**DAFTAR TUGAS**:
1) Nyatakan apakah setiap pernyataan berikut sesuai dengan teks tentang kebersamaan Allah di bawah, lalu jawab ya atau tidak dengan mengutip persis kata-kata penentu dari teks itu. (a) Ayat "Dan Allah beserta orang-orang yang sabar" dikutip dari QS. Al Baqarah: 249. (b) Ayat "Janganlah kamu berduka cita, Sesungguhnya Allah beserta kita" dikutip dari QS. An Nahl: 128. (c) Dzikir disebut dapat menyamai seseorang yang memerdekakan budak.
2) Teruskan teks tentang kebersamaan Allah di bawah, dimulai tepat setelah kalimat terakhirnya.

**SUMBER**:
────────────────────────────────────────

Kebersamaan yang dimaksudkan sebagaimana firman Allah Ta’ala,
إِنَّ اللَّهَ مَعَ الَّذِينَ
اتَّقَوْا وَالَّذِينَ هُمْ مُحْسِنُونَ
“Sesungguhnya Allah beserta
orang-orang yang bertakwa dan orang-orang yang berbuat kebaikan.” (QS. An Nahl:
128)
وَاللَّهُ مَعَ الصَّابِرِينَ
“Dan Allah beserta
orang-orang yang sabar.” (QS. Al Baqarah: 249)
وَإِنَّ اللَّهَ لَمَعَ الْمُحْسِنِينَ
“Dan sesungguhnya Allah
benar-benar beserta orang-orang yang berbuat baik.” (QS. Al ‘Ankabut: 69)
لَا تَحْزَنْ إِنَّ اللَّهَ مَعَنَا
“Janganlah kamu berduka
cita, Sesungguhnya Allah beserta kita.” (QS. At Taubah: 40)
(39) Dzikir dapat menyamai
seseorang yang memerdekakan budak, menafkahkan harta, juga dapat menyamai
seseorang yang menunggang kuda dan berperang dengan pedang (dalam rangka
berjihad) di jalan Allah.

────────────────────────────────────────

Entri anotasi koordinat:
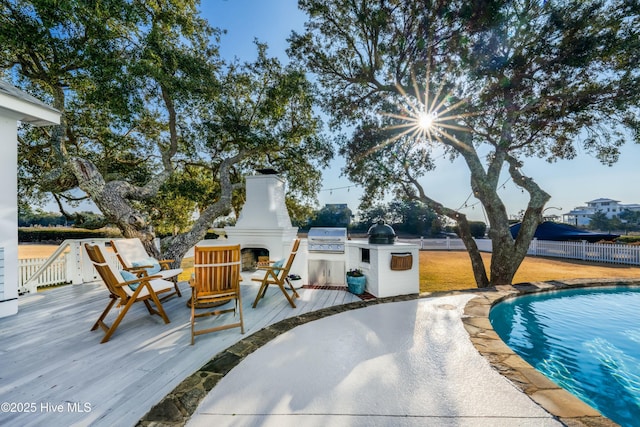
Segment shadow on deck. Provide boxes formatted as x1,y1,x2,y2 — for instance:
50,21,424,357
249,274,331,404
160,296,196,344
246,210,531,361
0,279,360,426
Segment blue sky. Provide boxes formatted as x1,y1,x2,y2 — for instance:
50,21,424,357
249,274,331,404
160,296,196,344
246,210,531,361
201,0,640,221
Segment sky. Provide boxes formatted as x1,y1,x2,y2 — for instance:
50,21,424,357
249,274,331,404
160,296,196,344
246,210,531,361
201,0,640,222
45,0,640,223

────────────────────────────────────────

**JAWABAN PER TUGAS**:
1)
(a) Ya: "orang-orang yang sabar." (QS. Al Baqarah: 249)"
(b) Tidak: "Sesungguhnya Allah beserta kita." (QS. At Taubah: 40)"
(c) Ya: "Dzikir dapat menyamai seseorang yang memerdekakan budak"

2)
Sebagaimana terdapat dalam
hadits,
مَنْ قَالَ لاَ إِلَهَ إِلاَّ
اللَّهُ وَحْدَهُ لاَ شَرِيكَ لَهُ ، لَهُ الْمُلْكُ ، وَلَهُ الْحَمْدُ ، وَهُوَ عَلَى
كُلِّ شَىْءٍ قَدِيرٌ . فِى يَوْمٍ مِائَةَ مَرَّةٍ ، كَانَتْ لَهُ عَدْلَ عَشْرِ رِقَابٍ
“Barangsiapa yang
mengucapkan ‘Laa ilaha illallah wahdahu laa syarika lah, lahul mulku, wa lahul
hamdu, wa huwa ‘ala kulli syain qodiir dalam sehari sebanyak 100 kali, maka itu
seperti memerdekakan 10 budak.”[1]
Ibnu Mas’ud mengatakan,
“Sungguh aku banyak bertasbih pada Allah Ta’ala (mengucapkan subhanallah) lebih
aku sukai dari beberapa dinar yang aku infakkan fii sabilillah (di jalan
Allah).”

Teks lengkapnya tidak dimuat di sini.